Do this.
Copy the lines below word for word, starting at the line that contains "Target = stack of paper" and ending at the last line of the items. Leave the pictures out.

[Records of labeled points]
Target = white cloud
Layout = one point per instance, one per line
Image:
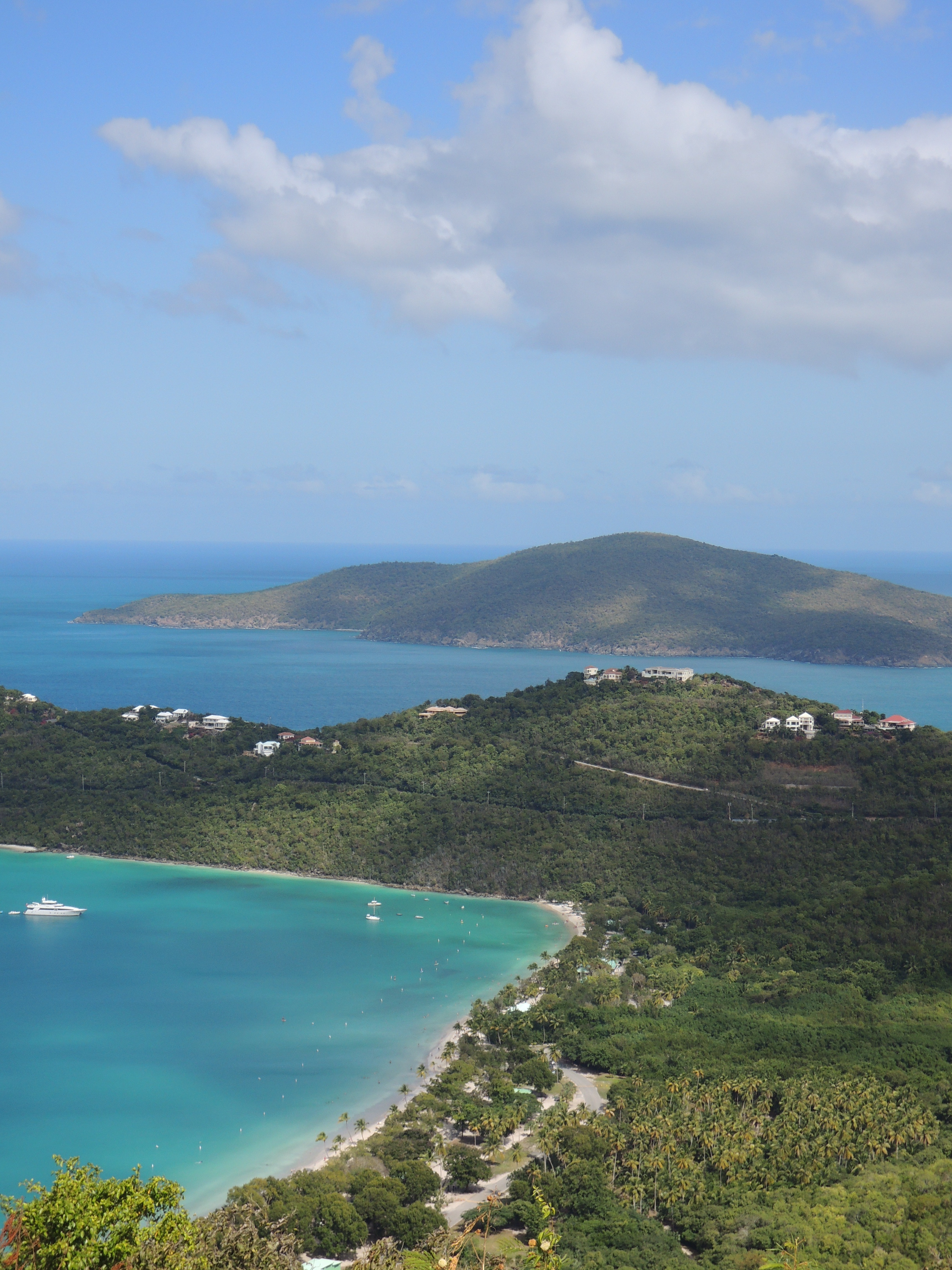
(386, 488)
(690, 484)
(604, 210)
(14, 265)
(931, 492)
(489, 487)
(883, 11)
(369, 110)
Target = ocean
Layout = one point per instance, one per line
(310, 679)
(207, 1024)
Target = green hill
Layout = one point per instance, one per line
(628, 595)
(766, 971)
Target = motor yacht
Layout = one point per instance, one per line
(51, 909)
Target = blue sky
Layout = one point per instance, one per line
(478, 271)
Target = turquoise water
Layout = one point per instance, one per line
(209, 1024)
(301, 679)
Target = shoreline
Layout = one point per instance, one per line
(61, 850)
(377, 1113)
(318, 1155)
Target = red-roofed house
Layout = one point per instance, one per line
(897, 722)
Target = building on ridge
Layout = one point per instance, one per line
(897, 723)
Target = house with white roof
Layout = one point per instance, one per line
(803, 723)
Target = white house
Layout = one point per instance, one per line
(847, 718)
(803, 723)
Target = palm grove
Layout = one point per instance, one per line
(769, 987)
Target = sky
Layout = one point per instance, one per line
(391, 271)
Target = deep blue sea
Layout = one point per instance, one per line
(304, 679)
(207, 1024)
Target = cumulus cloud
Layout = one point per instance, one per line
(369, 110)
(596, 208)
(883, 11)
(488, 486)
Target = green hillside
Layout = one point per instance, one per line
(341, 600)
(766, 977)
(629, 595)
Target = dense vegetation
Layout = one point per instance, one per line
(341, 600)
(765, 978)
(629, 595)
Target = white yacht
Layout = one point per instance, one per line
(51, 909)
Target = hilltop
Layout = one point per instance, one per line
(628, 595)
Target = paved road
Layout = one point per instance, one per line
(455, 1211)
(586, 1090)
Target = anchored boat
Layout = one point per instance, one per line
(51, 909)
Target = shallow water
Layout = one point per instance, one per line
(209, 1024)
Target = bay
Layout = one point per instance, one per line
(207, 1024)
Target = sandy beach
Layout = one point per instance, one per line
(377, 1113)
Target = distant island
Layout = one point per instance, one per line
(626, 595)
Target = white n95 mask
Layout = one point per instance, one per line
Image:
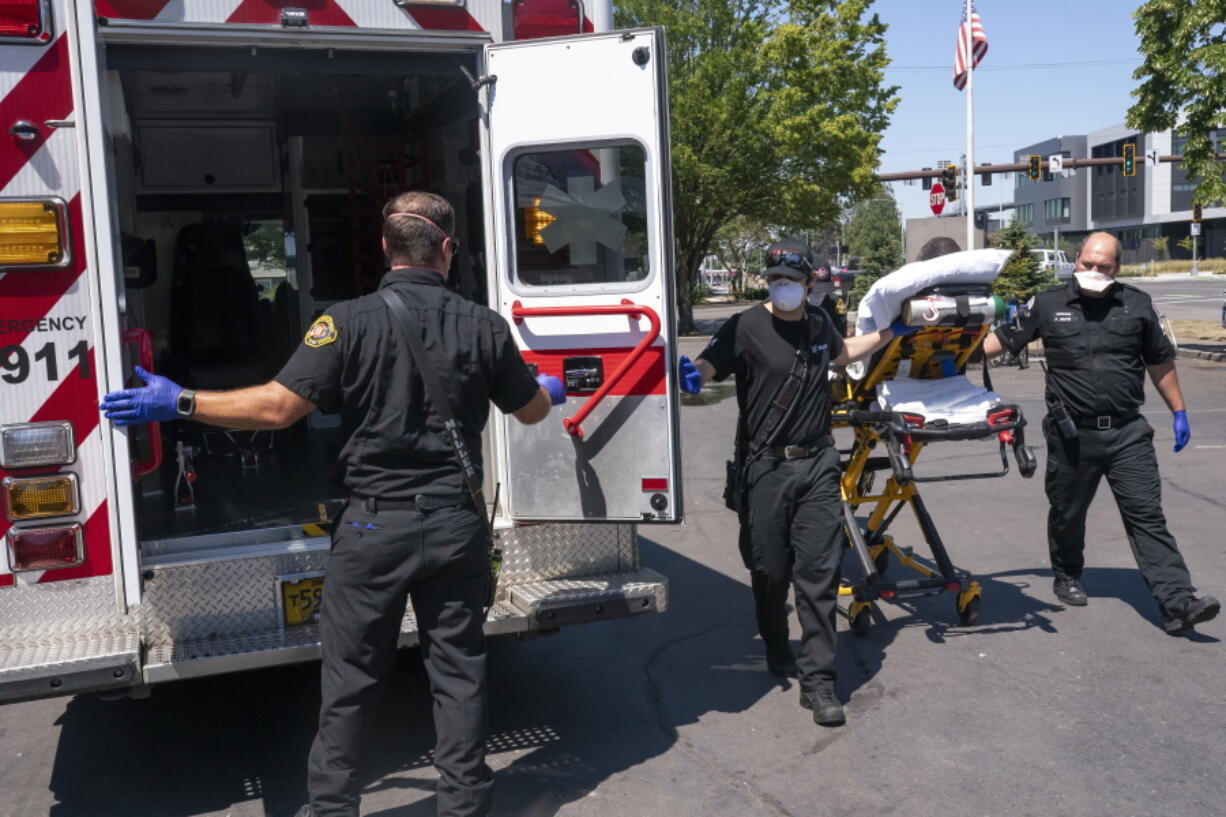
(1092, 281)
(786, 295)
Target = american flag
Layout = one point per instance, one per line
(978, 47)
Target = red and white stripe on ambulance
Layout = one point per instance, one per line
(530, 19)
(48, 323)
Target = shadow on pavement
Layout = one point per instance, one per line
(567, 712)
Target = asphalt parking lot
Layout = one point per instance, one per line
(1039, 709)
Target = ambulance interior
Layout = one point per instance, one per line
(250, 185)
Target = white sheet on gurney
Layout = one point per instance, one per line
(884, 299)
(955, 400)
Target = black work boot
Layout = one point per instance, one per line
(824, 703)
(780, 660)
(1189, 612)
(1069, 591)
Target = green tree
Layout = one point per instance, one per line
(777, 108)
(874, 228)
(1021, 275)
(739, 244)
(1184, 72)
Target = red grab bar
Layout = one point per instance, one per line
(144, 341)
(573, 425)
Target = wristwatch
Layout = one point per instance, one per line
(185, 404)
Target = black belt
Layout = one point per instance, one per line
(421, 503)
(799, 452)
(1105, 422)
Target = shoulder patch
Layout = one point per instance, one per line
(321, 333)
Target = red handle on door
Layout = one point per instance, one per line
(573, 425)
(144, 341)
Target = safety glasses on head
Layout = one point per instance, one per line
(446, 236)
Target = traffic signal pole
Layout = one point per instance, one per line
(1016, 167)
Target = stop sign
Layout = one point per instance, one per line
(937, 198)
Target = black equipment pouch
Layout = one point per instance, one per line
(736, 486)
(1058, 412)
(451, 429)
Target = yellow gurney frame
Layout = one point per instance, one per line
(932, 351)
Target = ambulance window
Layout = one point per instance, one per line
(581, 216)
(265, 243)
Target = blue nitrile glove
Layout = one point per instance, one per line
(689, 375)
(153, 402)
(900, 329)
(554, 387)
(1182, 429)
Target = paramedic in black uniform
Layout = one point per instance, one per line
(410, 529)
(792, 523)
(1101, 337)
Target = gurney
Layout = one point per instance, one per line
(911, 394)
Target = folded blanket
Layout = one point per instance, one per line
(955, 399)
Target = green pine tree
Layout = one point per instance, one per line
(1021, 276)
(873, 238)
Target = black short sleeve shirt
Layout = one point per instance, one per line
(1096, 349)
(759, 349)
(354, 362)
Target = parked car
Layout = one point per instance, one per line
(842, 280)
(1056, 261)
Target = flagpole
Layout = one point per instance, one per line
(969, 178)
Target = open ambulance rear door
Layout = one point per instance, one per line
(579, 239)
(65, 607)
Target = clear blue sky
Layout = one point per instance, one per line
(1014, 106)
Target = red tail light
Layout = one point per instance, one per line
(535, 19)
(27, 20)
(44, 548)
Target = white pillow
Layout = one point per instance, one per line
(884, 299)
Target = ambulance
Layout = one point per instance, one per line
(186, 184)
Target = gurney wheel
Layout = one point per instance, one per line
(861, 618)
(969, 612)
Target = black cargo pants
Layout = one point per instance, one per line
(440, 560)
(792, 533)
(1126, 456)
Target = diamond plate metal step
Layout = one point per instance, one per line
(60, 666)
(526, 607)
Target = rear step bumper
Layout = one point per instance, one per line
(57, 667)
(536, 606)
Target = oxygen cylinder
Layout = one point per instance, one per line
(942, 310)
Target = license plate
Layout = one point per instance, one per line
(299, 600)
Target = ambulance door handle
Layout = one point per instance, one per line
(574, 425)
(144, 341)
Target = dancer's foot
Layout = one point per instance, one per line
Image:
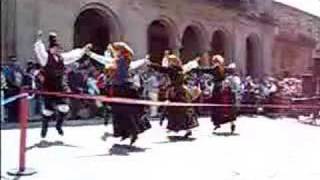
(124, 137)
(233, 128)
(44, 132)
(188, 134)
(60, 130)
(217, 127)
(134, 138)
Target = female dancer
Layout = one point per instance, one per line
(127, 119)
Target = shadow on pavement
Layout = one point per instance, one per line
(225, 134)
(47, 144)
(175, 139)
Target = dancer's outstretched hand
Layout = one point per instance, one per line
(39, 34)
(88, 47)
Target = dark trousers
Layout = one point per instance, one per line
(13, 107)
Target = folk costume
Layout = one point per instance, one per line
(128, 119)
(222, 93)
(179, 118)
(53, 63)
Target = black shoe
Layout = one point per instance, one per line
(134, 138)
(233, 128)
(44, 132)
(188, 134)
(124, 137)
(60, 131)
(217, 127)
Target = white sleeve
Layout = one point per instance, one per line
(190, 65)
(107, 59)
(138, 63)
(41, 52)
(72, 56)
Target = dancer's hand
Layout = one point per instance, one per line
(39, 34)
(88, 47)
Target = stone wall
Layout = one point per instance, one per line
(296, 37)
(134, 17)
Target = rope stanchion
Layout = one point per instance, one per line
(23, 116)
(13, 98)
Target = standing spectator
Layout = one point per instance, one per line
(14, 77)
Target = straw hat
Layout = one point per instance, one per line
(123, 46)
(218, 58)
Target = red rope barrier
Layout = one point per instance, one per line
(158, 103)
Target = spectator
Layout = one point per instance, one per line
(14, 78)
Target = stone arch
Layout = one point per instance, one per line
(253, 55)
(97, 24)
(193, 42)
(220, 44)
(162, 35)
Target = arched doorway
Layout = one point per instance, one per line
(159, 40)
(219, 43)
(253, 56)
(191, 43)
(96, 25)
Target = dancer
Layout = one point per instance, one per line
(127, 119)
(180, 118)
(222, 94)
(53, 62)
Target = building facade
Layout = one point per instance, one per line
(244, 31)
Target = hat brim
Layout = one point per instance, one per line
(124, 46)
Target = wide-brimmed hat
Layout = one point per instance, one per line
(53, 42)
(124, 46)
(218, 58)
(232, 66)
(173, 59)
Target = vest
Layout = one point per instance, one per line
(53, 74)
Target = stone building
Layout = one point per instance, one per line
(244, 31)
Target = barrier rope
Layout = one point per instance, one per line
(167, 103)
(13, 98)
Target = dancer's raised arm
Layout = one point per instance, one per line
(191, 65)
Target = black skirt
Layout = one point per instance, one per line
(128, 119)
(181, 118)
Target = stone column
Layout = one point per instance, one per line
(8, 28)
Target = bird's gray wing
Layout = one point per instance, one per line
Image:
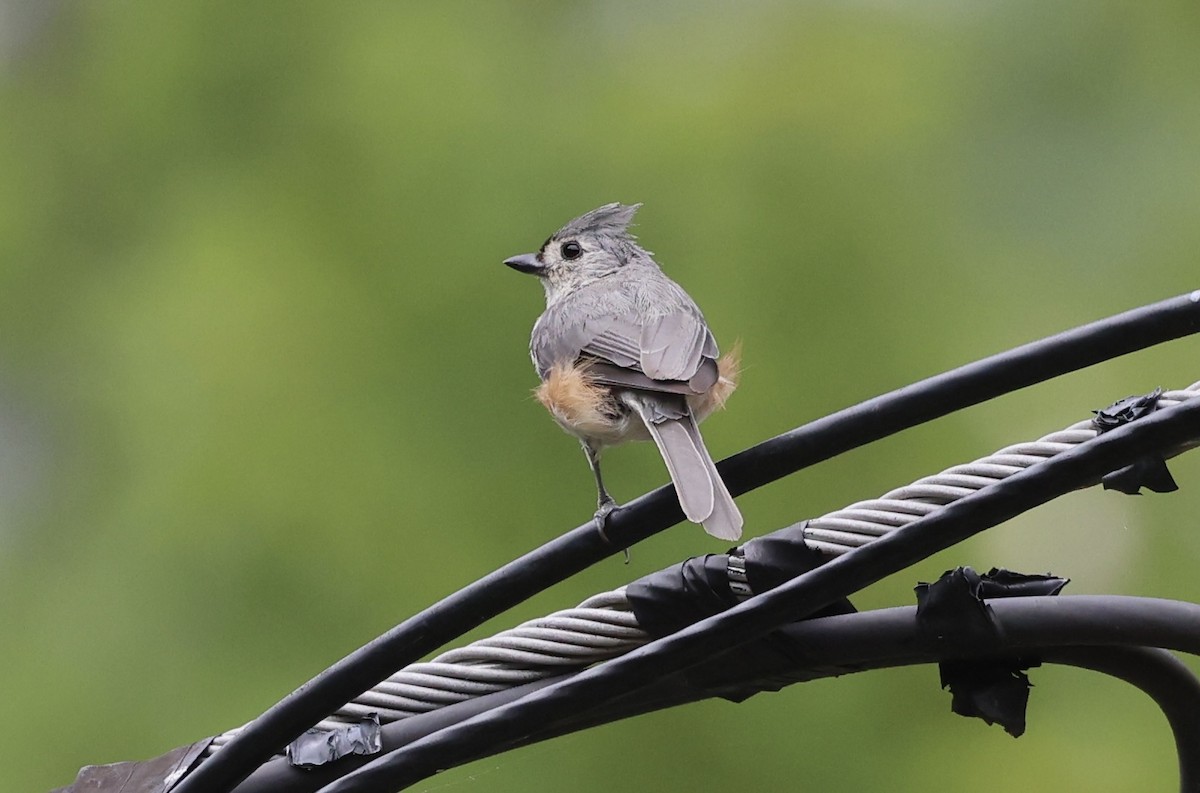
(672, 352)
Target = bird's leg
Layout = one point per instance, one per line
(605, 503)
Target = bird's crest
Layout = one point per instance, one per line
(610, 220)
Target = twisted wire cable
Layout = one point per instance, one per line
(859, 523)
(600, 628)
(604, 625)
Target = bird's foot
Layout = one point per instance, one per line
(601, 520)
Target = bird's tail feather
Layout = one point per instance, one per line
(725, 521)
(702, 494)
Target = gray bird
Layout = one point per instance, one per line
(624, 354)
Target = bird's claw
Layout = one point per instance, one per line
(601, 520)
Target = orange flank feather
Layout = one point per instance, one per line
(575, 401)
(729, 372)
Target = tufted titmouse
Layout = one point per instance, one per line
(624, 354)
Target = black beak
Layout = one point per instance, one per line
(526, 263)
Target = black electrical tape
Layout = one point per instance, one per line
(781, 556)
(682, 594)
(639, 670)
(1150, 472)
(772, 460)
(993, 689)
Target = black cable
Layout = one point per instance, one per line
(1168, 682)
(759, 616)
(658, 510)
(1110, 634)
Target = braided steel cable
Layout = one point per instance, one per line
(604, 625)
(600, 628)
(863, 522)
(766, 462)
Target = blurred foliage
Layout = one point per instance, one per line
(263, 379)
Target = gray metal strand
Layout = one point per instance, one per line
(604, 625)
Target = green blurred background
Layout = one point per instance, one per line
(263, 378)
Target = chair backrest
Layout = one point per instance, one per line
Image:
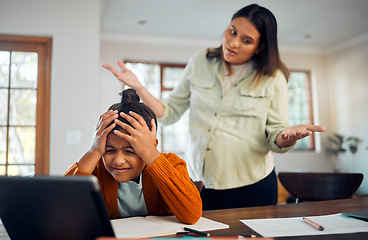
(314, 186)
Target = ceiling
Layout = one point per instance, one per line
(306, 25)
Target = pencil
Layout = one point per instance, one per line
(313, 224)
(197, 232)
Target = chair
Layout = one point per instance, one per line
(314, 186)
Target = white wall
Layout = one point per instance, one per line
(75, 29)
(318, 161)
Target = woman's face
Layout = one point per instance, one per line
(120, 159)
(241, 41)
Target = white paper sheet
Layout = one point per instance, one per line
(295, 226)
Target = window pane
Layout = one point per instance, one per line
(176, 135)
(20, 170)
(2, 170)
(171, 76)
(149, 75)
(3, 106)
(22, 145)
(2, 145)
(299, 104)
(23, 107)
(24, 69)
(4, 68)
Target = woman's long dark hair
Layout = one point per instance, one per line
(268, 59)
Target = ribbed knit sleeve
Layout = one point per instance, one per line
(179, 194)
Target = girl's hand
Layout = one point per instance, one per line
(143, 140)
(290, 135)
(126, 76)
(101, 131)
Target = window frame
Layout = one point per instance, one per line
(43, 47)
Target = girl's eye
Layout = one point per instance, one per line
(130, 152)
(109, 150)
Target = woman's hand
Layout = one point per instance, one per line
(126, 76)
(141, 138)
(290, 135)
(101, 131)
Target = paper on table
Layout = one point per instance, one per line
(152, 226)
(295, 226)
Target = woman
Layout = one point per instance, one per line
(237, 97)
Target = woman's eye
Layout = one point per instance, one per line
(109, 150)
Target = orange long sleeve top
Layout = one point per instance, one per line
(167, 189)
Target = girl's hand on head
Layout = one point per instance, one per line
(141, 138)
(101, 131)
(125, 76)
(290, 135)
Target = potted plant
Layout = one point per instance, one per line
(342, 144)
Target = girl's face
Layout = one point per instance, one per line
(241, 41)
(120, 159)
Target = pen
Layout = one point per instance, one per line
(197, 232)
(313, 224)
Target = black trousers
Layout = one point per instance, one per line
(261, 193)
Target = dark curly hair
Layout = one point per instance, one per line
(130, 101)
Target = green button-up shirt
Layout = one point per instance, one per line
(230, 132)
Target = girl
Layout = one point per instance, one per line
(136, 179)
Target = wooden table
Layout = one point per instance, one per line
(232, 216)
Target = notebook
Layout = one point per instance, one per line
(361, 214)
(53, 207)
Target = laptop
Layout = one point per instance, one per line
(53, 207)
(361, 214)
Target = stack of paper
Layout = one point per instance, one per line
(295, 226)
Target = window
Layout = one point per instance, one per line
(300, 105)
(25, 105)
(159, 79)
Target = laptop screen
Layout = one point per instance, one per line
(53, 207)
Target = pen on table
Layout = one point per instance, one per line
(313, 224)
(197, 232)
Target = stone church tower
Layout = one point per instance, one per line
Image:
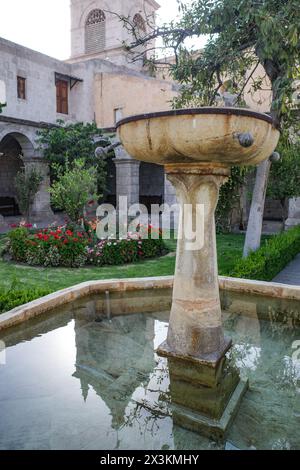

Final result.
Target = stack of paper
Layout = one point per instance, one per line
(295, 226)
Target = window
Layout = one point per instance, one per line
(300, 105)
(25, 105)
(159, 79)
Target = laptop screen
Layout = one point per instance, one per line
(53, 207)
Target = pen on table
Layout = one point per instance, one per line
(313, 224)
(197, 232)
Target = stone church tower
Layout = one point per instance, one per line
Image:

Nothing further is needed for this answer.